CONSIGNES DE L'EXERCICE:
a - Selon l'extrait choisi, combien de citoyens russes ont pris part au vote en Syrie lors des élections législatives du 18 septembre ?
b - Dressez la liste complète des militaires russes dont l'extrait choisi rapporte la mort.
c - Poursuivez le texte sur l'intervention militaire russe en Syrie après sa dernière phrase.
[EXTRAIT CHOISI]
Un an après le début de l’intervention militaire en Syrie décidée par Vladimir Poutine en soutien au régime de Bachar Al-Assad, l’armée russe soigne son image. En complément des frappes aériennes qui bombardent sans relâche des positions djihadistes et rebelles, sans épargner des centaines de civils, se succèdent les opérations médiatiques d’un contingent qui se voudrait «pacificateur».
Mais la même opacité continue d’entourer la première intervention militaire russe loin de ses frontières depuis la guerre d’Afghanistan. Aucun chiffre sur le nombre de soldats envoyés n’a jamais été communiqué. Les élections législatives qui se sont déroulées en Russie le 18 septembre ont néanmoins fourni un indice : selon la commission électorale centrale, 4571 citoyens russes ont pris part au vote en Syrie, dont 4378 par urnes mobiles, et donc potentiellement hors de la capitale, Damas.
Aucun bilan fourni
Aucun bilan des actions terrestres menées par les troupes russes n’a été également fourni. Longtemps, Moscou a nié leur présence sur le sol syrien, avant que la réalité ne s’impose. La confirmation est venue avec la mort d’Alexandre Prokhorenko, membre des forces spéciales, tué le 17 mars lors de l’assaut russo-syrien mené à Palmyre, ville alors occupée par l’organisation Etat islamique (EI). «Je ne vais pas cacher que, sur le territoire de la Syrie, nos forces spéciales agissent», avait admis du bout des lèvres le général Alexandre Dvornikov.
Puis il y a eu l’artilleur Mikhaïl Chirokopoïas, décédé deux mois plus tard, après l’attaque de son convoi, et tous ceux que l’on ne connaît pas. C’est sur Instagram que Iouri Kokov, chef de la région autonome de Kabardino-Balkarie, dans le Caucase, a publié le faire-part du soldat Asker Bichoïev: «La lutte contre le terrorisme international que mène héroïquement notre pays ne peut pas ne pas induire de pertes», écrivait, le 12 août, le dirigeant de cette région du Caucase russe. Nul n’avait entendu parler de ce décès. Les familles se plient aux consignes des autorités et se taisent.
Un secret peut en cacher un autre. Officiellement, le major Sergueï Tchoupov, 51 ans, ne faisait pas partie des effectifs militaires engagés en Syrie. Vétéran de la guerre d’Afghanistan, et des guerres russo-tchétchènes, transféré dans la 46e brigade du ministère de l’intérieur, il aurait cependant été tué en Syrie en janvier, selon des témoignages de ses amis sur les réseaux sociaux. Sa tombe, située à Balachikha, dans les faubourgs de Moscou, couverte d’hommages de ses collègues, indique le 8 février.
[/EXTRAIT CHOISI]
[MATÉRIEL PRÉSENTÉ]
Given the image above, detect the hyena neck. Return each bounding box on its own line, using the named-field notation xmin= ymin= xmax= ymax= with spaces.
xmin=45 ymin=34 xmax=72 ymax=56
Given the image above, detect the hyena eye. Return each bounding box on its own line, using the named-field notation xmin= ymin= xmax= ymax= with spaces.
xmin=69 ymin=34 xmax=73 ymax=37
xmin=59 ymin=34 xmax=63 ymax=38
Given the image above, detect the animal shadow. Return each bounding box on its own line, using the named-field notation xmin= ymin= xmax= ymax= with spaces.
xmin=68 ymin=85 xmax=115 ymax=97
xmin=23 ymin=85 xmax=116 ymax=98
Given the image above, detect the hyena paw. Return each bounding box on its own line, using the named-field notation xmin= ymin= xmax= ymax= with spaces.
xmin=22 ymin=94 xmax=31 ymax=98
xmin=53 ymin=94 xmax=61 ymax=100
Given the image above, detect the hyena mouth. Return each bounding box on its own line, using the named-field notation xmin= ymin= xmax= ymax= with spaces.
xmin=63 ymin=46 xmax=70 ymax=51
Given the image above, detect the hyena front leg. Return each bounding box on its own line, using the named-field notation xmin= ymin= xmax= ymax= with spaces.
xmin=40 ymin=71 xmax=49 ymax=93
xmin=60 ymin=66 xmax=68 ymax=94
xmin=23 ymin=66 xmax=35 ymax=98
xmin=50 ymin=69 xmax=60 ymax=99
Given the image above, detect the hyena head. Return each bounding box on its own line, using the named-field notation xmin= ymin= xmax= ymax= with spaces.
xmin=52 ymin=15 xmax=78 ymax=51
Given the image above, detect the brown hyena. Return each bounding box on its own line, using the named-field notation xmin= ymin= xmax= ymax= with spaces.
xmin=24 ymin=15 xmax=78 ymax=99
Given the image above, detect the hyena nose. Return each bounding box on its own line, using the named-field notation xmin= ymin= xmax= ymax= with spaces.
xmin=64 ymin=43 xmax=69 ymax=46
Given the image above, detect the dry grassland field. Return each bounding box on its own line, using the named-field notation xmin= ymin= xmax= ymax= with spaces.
[/MATÉRIEL PRÉSENTÉ]
RÉPONSES PAR NUMÉRO:
a - 4571 citoyens russes, d'après la commission électorale centrale.

b - Alexandre Prokhorenko, Mikhaïl Chirokopoïas, Asker Bichoïev, Sergueï Tchoupov

c -
Le même mois, le Cosaque Maxime Bogdanov est mort dans des circonstances mystérieuses. Mais là encore, des proches ont publié des photos de lui, attestant qu’il se trouvait à Lattaquié, le fief du régime syrien sur la côte. Des mercenaires, affirment des journaux russes qui se sont fait l’écho à plusieurs reprises de l’existence d’une armée privée, à l’image des Blackwaters américains intervenus en Irak, mais illégale au regard de la loi en Russie.
Dès le mois de mars, le site Fontanka.ru rapportait l’existence d’un groupe militaire qui, après avoir participé à l’annexion de la Crimée en 2014, a «porté ses efforts en Syrie à partir de l’automne 2015». Ces professionnels, dirigés par d’anciens soldats d’active pour la plupart, auraient été entraînés sur la base de Molkino, un territoire militaire qui appartient au GRU, le renseignement militaire, et situé dans la région de Krasnodar. Sur le site, un camp, tout neuf, apparaît bien sur les cartes satellite. Il n’existait pas dans les archives de Google Earth en 2014.
Dans un très long article publié le 25 août, intitulé «Fantômes de guerre, comment est apparue une armée russe privée en Syrie», le journal RBK Daily affirme pour sa part qu’un millier d’hommes travaillant pour des compagnies de sécurité russes ont participé aux combats en Syrie. Citant une source anonyme du ministère de la défense, le journal rapporte que vingt-sept «privés» auraient été tués en Syrie, une centaine, selon un officier de l’une de ces compagnies.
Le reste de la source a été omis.